Data provided =
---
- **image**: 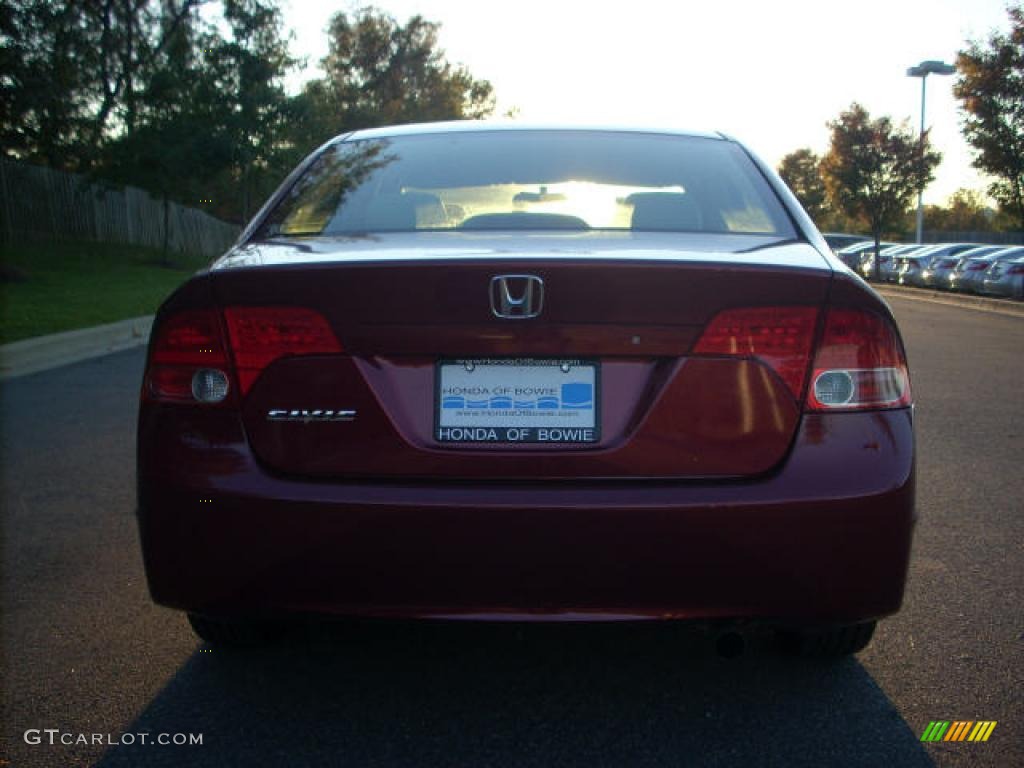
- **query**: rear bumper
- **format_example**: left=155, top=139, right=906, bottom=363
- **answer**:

Problem statement = Copy every item above line for line and without changes, but omit the pictures.

Solution =
---
- **image**: 
- **query**: rear bumper
- **format_example**: left=155, top=139, right=906, bottom=363
- **answer**:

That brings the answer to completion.